## Supplied data
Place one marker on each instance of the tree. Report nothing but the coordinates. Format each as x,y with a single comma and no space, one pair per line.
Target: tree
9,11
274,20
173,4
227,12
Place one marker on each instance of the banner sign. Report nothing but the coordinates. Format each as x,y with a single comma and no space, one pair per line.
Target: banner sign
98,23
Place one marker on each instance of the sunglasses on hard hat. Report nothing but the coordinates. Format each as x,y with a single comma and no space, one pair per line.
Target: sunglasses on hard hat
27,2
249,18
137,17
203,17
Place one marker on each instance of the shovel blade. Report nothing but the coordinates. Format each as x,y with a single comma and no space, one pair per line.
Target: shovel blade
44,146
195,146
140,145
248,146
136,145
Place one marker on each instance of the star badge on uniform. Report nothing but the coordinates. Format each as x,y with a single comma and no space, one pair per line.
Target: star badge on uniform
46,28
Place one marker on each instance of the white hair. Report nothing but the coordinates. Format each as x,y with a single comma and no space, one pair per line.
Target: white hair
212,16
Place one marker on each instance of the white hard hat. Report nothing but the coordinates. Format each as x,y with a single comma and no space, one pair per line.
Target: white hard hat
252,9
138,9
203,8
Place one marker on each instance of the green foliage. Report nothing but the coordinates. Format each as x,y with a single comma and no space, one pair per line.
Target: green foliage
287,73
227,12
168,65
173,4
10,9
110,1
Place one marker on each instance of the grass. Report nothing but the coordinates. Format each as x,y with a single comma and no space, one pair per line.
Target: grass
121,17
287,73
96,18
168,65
...
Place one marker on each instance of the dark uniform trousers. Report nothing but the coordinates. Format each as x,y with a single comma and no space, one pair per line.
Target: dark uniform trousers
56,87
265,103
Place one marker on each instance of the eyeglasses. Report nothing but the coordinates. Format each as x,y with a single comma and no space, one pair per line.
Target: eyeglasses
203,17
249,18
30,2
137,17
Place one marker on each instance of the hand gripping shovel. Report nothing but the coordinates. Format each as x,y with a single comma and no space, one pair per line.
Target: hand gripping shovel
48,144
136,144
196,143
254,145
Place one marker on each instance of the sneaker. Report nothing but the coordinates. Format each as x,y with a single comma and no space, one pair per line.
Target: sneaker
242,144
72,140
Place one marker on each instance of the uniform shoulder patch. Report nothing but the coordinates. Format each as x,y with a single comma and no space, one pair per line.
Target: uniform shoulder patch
* * *
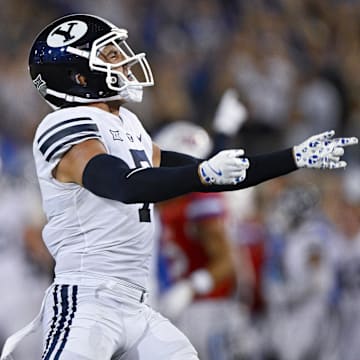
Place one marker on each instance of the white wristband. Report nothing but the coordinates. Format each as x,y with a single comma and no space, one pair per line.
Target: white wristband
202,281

## Problem statement
From the entries above, copy out every line where the string "patch" appears.

## Answer to this problem
Place one marker on each instance of the uniform shoulder patch. Report nothing but the coordinates. Format each as x,y with a single comma and no space, one pair per line.
Target: uniform shoulder patch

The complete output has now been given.